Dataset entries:
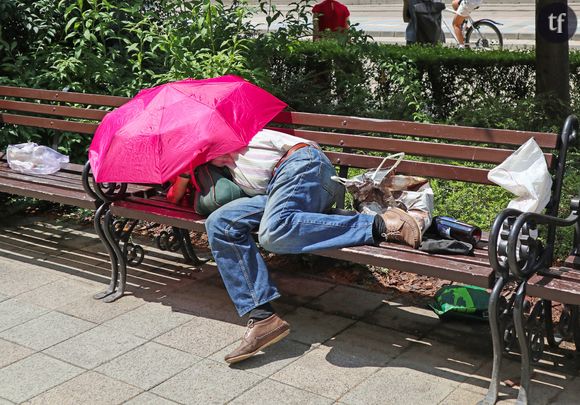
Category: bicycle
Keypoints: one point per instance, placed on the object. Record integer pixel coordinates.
(481, 34)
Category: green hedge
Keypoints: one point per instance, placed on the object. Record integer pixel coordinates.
(99, 46)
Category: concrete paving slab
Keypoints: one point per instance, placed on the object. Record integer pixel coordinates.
(59, 293)
(148, 365)
(202, 336)
(546, 385)
(398, 385)
(14, 312)
(97, 311)
(12, 352)
(268, 362)
(571, 393)
(80, 265)
(146, 398)
(326, 372)
(26, 243)
(13, 283)
(88, 388)
(66, 235)
(207, 382)
(314, 327)
(273, 392)
(374, 344)
(94, 347)
(440, 360)
(148, 321)
(348, 301)
(298, 290)
(33, 375)
(404, 317)
(46, 331)
(203, 300)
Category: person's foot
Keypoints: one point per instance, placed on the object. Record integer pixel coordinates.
(258, 336)
(401, 227)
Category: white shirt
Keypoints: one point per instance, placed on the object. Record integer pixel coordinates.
(252, 166)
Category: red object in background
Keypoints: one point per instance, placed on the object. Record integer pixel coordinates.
(333, 15)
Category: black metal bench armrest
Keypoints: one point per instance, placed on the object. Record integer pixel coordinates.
(106, 192)
(498, 239)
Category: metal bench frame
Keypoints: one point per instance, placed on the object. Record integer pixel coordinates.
(350, 142)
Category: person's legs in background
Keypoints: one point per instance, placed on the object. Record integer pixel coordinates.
(458, 22)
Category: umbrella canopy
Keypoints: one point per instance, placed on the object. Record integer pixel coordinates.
(169, 129)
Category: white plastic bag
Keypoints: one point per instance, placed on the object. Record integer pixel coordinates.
(31, 158)
(525, 174)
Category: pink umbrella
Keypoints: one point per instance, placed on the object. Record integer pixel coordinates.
(172, 128)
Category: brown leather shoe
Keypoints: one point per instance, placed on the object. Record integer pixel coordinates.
(258, 336)
(401, 227)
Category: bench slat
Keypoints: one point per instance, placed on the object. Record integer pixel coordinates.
(441, 267)
(64, 111)
(141, 210)
(71, 97)
(47, 193)
(415, 148)
(61, 125)
(436, 131)
(466, 269)
(415, 168)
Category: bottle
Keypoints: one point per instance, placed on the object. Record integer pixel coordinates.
(451, 228)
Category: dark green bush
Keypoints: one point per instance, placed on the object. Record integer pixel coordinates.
(120, 47)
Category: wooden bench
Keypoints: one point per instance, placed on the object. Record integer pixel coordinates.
(48, 117)
(348, 143)
(450, 153)
(522, 259)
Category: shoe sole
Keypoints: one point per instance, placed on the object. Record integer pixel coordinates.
(248, 355)
(406, 214)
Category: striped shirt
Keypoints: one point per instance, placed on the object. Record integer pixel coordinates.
(252, 167)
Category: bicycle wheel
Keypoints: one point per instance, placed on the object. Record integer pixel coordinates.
(484, 35)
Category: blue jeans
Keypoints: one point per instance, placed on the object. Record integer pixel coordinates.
(289, 219)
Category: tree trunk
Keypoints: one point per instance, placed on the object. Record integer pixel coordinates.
(552, 67)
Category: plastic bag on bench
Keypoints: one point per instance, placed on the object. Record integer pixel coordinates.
(461, 302)
(31, 158)
(376, 191)
(525, 174)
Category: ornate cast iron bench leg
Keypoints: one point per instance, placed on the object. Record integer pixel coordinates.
(122, 264)
(523, 342)
(99, 228)
(178, 239)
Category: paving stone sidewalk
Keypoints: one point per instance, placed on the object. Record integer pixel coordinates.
(164, 342)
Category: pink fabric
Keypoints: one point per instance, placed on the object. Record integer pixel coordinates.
(169, 129)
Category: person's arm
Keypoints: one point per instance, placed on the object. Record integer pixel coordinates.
(178, 189)
(406, 14)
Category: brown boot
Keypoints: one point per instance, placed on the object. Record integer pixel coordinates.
(258, 336)
(401, 227)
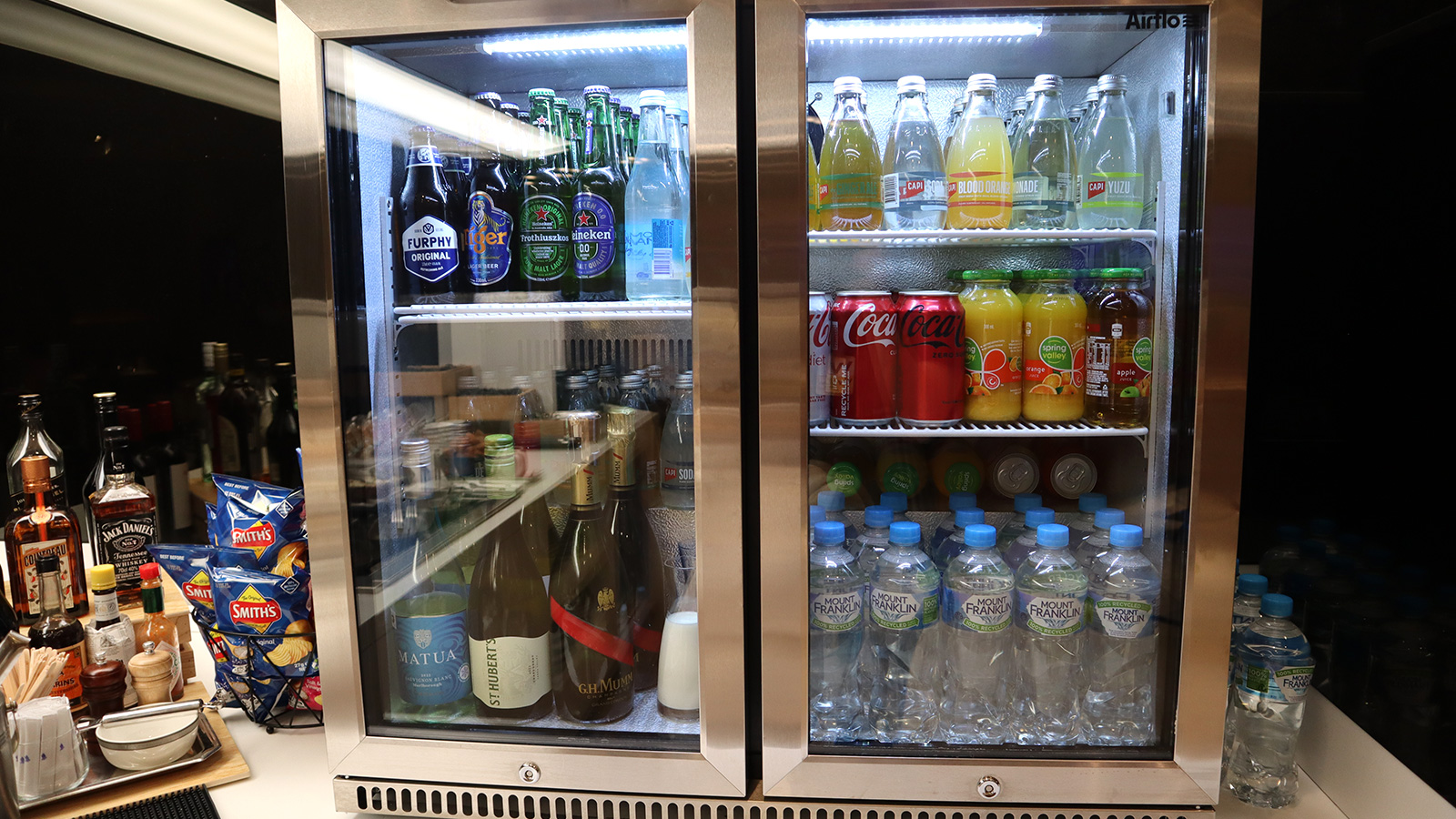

About this task = Pictures excluded, repeat the records exactly from their opening line through the line containing "Category: red object in background".

Exercise solution =
Category: bicycle
Keypoints: one point per instance, placed on the object. Record integer pixel coordinates.
(481, 34)
Category: green hedge
Keypoints: one point per instance, placed on the object. Record integer pixel coordinates.
(99, 46)
Category: concrete paving slab
Keypoints: one point per instance, placed on the object. Record integer pixel coordinates.
(59, 293)
(148, 365)
(202, 336)
(546, 385)
(398, 385)
(14, 312)
(97, 311)
(12, 352)
(268, 362)
(571, 393)
(80, 265)
(146, 398)
(326, 372)
(26, 243)
(13, 283)
(88, 388)
(66, 235)
(207, 382)
(314, 327)
(273, 392)
(374, 344)
(94, 347)
(440, 360)
(148, 321)
(348, 301)
(298, 290)
(33, 375)
(404, 317)
(46, 331)
(203, 300)
Category: person's foot
Keypoints: one point per instance, placed on the object. Record integer pixel coordinates.
(258, 336)
(401, 227)
Category: white shirt
Keypoints: one point per instance, placed on the object. Record integer pixel coordinates.
(252, 166)
Category: red object in background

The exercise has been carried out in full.